Rewrite the data below, substituting "nonzero winding rule" for every occurrence of "even-odd rule" and leaving everything else unchanged.

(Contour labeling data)
──────────────────────────────
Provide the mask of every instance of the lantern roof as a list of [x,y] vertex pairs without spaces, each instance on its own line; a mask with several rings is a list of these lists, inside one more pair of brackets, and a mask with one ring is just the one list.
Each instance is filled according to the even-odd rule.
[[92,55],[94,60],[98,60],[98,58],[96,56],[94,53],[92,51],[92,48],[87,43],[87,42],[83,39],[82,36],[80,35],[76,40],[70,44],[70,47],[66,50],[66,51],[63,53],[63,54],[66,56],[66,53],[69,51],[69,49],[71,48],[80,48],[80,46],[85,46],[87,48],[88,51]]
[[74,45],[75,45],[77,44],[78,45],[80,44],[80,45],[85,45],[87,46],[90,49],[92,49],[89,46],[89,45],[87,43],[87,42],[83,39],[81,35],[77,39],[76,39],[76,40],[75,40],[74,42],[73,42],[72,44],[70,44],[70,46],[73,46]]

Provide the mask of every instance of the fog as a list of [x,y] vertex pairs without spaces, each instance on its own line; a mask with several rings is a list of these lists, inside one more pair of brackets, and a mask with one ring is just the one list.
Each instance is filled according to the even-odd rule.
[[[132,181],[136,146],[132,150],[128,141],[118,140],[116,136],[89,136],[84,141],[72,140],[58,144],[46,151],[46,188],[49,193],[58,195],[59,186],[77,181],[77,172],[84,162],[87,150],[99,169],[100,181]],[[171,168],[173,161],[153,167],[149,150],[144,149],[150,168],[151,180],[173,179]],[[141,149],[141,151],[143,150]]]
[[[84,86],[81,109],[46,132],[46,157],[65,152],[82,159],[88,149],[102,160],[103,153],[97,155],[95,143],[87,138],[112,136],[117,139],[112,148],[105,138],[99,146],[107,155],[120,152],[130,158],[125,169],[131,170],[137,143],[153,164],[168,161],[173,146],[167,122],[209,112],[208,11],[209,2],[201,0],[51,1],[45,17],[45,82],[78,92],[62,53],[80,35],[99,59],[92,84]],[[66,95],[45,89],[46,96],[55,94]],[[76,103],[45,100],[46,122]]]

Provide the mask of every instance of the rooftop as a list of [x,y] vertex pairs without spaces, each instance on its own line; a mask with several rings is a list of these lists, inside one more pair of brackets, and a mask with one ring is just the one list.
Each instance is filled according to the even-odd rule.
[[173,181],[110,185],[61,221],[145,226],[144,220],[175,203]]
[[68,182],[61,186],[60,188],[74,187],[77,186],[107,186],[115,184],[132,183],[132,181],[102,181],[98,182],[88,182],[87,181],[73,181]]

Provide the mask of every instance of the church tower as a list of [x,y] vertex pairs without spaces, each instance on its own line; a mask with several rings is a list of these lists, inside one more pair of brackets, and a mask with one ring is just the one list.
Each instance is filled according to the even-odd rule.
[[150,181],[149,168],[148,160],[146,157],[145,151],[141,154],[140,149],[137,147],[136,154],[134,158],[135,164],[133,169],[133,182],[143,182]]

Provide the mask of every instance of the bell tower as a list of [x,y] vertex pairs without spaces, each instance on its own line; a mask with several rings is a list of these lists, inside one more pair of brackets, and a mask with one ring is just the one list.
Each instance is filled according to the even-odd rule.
──────────────────────────────
**ANSWER TO THIS PROBLEM**
Provide the mask of every instance of the lantern roof as a list of [x,y] vertex pairs without spaces, each instance on its own line; a mask with several rings is a list of these lists, inside one more pair of brackets, and a mask with one ring is just the one list.
Each instance is filled according to the nonzero winding rule.
[[92,55],[94,60],[98,60],[98,58],[96,56],[94,53],[92,51],[92,48],[87,43],[87,42],[83,39],[82,36],[80,35],[76,40],[70,44],[70,47],[66,50],[66,51],[63,53],[63,54],[66,56],[66,53],[69,51],[69,49],[71,48],[80,48],[80,46],[85,46],[87,48],[88,51]]
[[74,45],[75,45],[77,44],[78,45],[80,44],[80,45],[85,45],[87,46],[90,49],[92,49],[89,46],[89,45],[87,43],[87,42],[83,39],[81,35],[77,39],[76,39],[76,40],[75,40],[74,42],[73,42],[72,44],[70,44],[70,46],[73,46]]

Provide the mask of every instance of the fog as a list of [x,y] vertex pairs without spaces, each instance on its own line; a mask with several rings is a list of these lists, inside one more pair of brackets, and a mask with one ring is just the one list.
Each instance is filled according to the nonzero winding rule.
[[[132,181],[136,146],[132,150],[128,141],[118,140],[116,136],[89,136],[84,141],[72,140],[58,144],[46,151],[46,188],[49,193],[58,195],[59,186],[77,181],[77,172],[84,162],[87,150],[99,169],[100,181]],[[171,168],[173,161],[153,167],[149,150],[144,149],[150,168],[151,180],[173,179]],[[141,149],[141,151],[143,150]]]
[[[84,86],[81,109],[46,132],[46,157],[65,152],[82,159],[88,149],[102,160],[103,153],[97,155],[95,143],[87,138],[112,136],[117,139],[112,148],[105,138],[99,146],[107,155],[120,152],[130,158],[125,169],[131,170],[137,143],[153,164],[168,161],[173,146],[167,122],[209,112],[208,11],[209,2],[201,0],[51,1],[45,17],[45,82],[78,92],[62,53],[80,35],[99,59],[92,84]],[[66,95],[45,89],[46,96],[55,94]],[[76,103],[45,100],[46,122]]]

Provide the mask of every instance of the rooftop as a list of [x,y] vertex pairs without spaces, each instance on its own line; a mask with several rings is a list of these lists, inside one more pair of brackets, and a mask with one ring is just the one list.
Each instance is filled according to the nonzero winding rule.
[[173,181],[110,185],[61,221],[145,226],[144,220],[175,203]]
[[68,182],[61,186],[60,188],[74,187],[77,186],[107,186],[115,184],[132,183],[132,181],[102,181],[98,182],[88,182],[87,181],[73,181]]

Provide the mask of every instance of the church tower as a list of [x,y] vertex pairs without spaces, each instance on its own line; a mask with several rings is a list of these lists, inside one more pair of brackets, and a mask with one ring is just the one list.
Each instance is filled according to the nonzero winding rule.
[[150,181],[149,168],[148,160],[146,157],[145,151],[141,154],[140,149],[137,147],[136,154],[134,158],[135,164],[133,169],[133,182],[143,182]]

Provide the mask of every instance of the bell tower as a list of [x,y] vertex pairs without spaces, each instance on its own line; a mask with several rings is a list of these lists, inside one more pair of brackets, and a mask with one ring is just the one list.
Each instance is filled according to the nonzero winding rule.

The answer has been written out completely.